━━ Seçilmiş bölüm ━━

Şurası açıktır ki Gerek Abhazya, gerek Güney Osetya, Kafkasya’nın bu yeni devletleri, Abaza ve Oset halkı hiçbir zaman Gürcistan’a geri dönmeyecektir. “Geri dönüş”, geleceği olmayan ham bir hayaldir. Bu iki devlet geçmişte bilinçli bir şekilde Gürcistan içinde bırakılmaktan dolayı çok büyük acılar çektiler ve bundan acı dersler çıkardılar. Abaza ve Oset halkı, bu acıları asla tekrar yaşamak istemiyor.

Gürcistan Cumhurbaşkanı M. Saakaşvili geçen sene bir açıklamada bulundu: “Yakın zamanda biz bizim vatanımızın bütünlüğünü sağlarız, Rusya hiçbir zaman bizim topraklarımızı yutamaz.” Saakaşvili, bu düşünü Nato güçlerinin desteğini alarak gerçekleştirmek hevesinde. Gürcistan yönetimi, savaşın ardından 2O yıl geçmesine rağmen hala normal bir komşu gibi sağlam ilişkiler geliştirmek için sağlam önerilerde bulunmuyor, bulunmak istemiyor.

Bugün Abhazya Cumhuriyeti’ni BM’ye üye altı devlet tanımış durumda. Bunların sayısı gelecekte artacak. Uluslararası arenada Gürcistan Devleti, Abhazya Cumhuriyeti’ne nefes aldırmamak için her politikayı deniyor. Abhazya Devleti her geçen gün gelişiyor, özgürleşiyor. Demokratik yapılanma gün geçtikçe gelişme gösteriyor. Siyasal partiler, sivil toplum kuruluşları, kültürel haklar, serbest demokratik seçimler batılı gözlemciler eşliğinde yapılıyor. Abhazya’nın tüm şehirleri, yolları, devlet yapıları savaşın verdiği zararların izlerinden hızla arındırılıyor. Türkiye’den anavatanlarına dönen Abazalar, iş ve meslek yaşamında başarılı çalışmalar yapıyorlar. Türkiye ve Suriye’den gelen gençler, Abazaca ve Rusça eğitim görüyorlar.

Tüm bu gelişmeler Gürcü Devleti’nin işine gelmiyor. Politik olarak Rusya’ya karşı kullanmak için kardeş Abaza ve Adıge halkını karşı karşıya getirmek amacı ile çalışıyorlar. “Pik”, “Rustavi” ve “Kafkasya” isimli Tiflis televizyonları bu amacı gerçekleştirmek üzere kışkırtıcı yayınlar yapıyorlar.

━━━

Yönergeler —
[a] Abhazya ve Gürcistan konulu metne göre Abhazya Cumhuriyeti'ni bugün BM'ye üye kaç devlet tanımıştır?
[b] Abhazya ve Gürcistan konulu metni son cümlesinden sonra gelecek biçimde sürdürün.
Bu malzemeye başvurmanız gerekmez.

━━ Veri kayıtları ━━

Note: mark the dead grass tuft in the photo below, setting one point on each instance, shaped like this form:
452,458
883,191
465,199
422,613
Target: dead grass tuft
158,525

━━━

Cevaplar —
[a] BM'ye üye altı devlet.

[b]
Şunu herkes iyi bilmeli, geçmişte tek bir dil kullanan bu iki kardeş halkı hiçbir güç karşı karşıya getiremez. Abhazya Devleti Cumhurbaşkanı Sayın Aleksandr Ankvab şöyle bir açıklamada bulundu: “Adıge ve Abaza halkı her zaman bir halktır. Bu, ileride de böyle olacaktır. Bizim kardeşliğimizi, birliğimizi bozmayı hiç kimse düşünmesin, bu imkansızdır, gerçekleşmeyecek bir hayaldir.”

Adıge düşünür, yazar, bilim adamı Zaur Naloev diyor ki; ” Biz Adıge ve Abaza halkı bir ağacın iki dalıyız, aynı kökten oluşan kan kardeşiyiz. Bu dünyada bizim beraber olmamamız imkansızdır.”

1992 yılında Gürcü askerleri Abhazya’ya saldırdığında ilk şehit düşenin Adıge kardeşlerimiz olduğunu başta M. Saakaşvili olmak üzere Gürcü arkadaşlar unuttular mı? Savaşta çocukları emanet ettiğimiz kıyıboyu Adıgeleri Şapsığlar savaş boyunca onlara aynen kendi öz varlıkları gibi baktılar. Bunları dünyadaki hiçbir Abaza unutamaz.

Bugünlerde, yeni yapılan seçimle birlikte Gürcistan’da durum değişti. M. Saakaşvili itibarsızlaştı. Ocak 2013’te süresi dolmasına rağmen görevini bırakmadı. 2 milyon Gürcü vatandaşı “istifa et” çağrısı ile imza topladı.

Saakaşvili ve onun yandaşları Soçi’de Olimpiyat yaptırmamak için çalışıyorlar. Sık sık “Bu topraklar Abaza, Adıge ve Ubıhların ana toprağıdır. Bunların atalarının kemikleri üzerinde spor yapmak olmaz” ifadesini kullanıyorlar. Fakat şunu unutuyorlar, Rus Çarı Kafkasya topraklarını işgal ettiğinde ve 1864 yılında Kbaada’da zafer resmi geçidi yaptığında Kafkas savaşlarına katılan Gürcü askeri alayı da o resmi geçitte yerini almıştı.

Tarih unutulmaz, hatırlanır.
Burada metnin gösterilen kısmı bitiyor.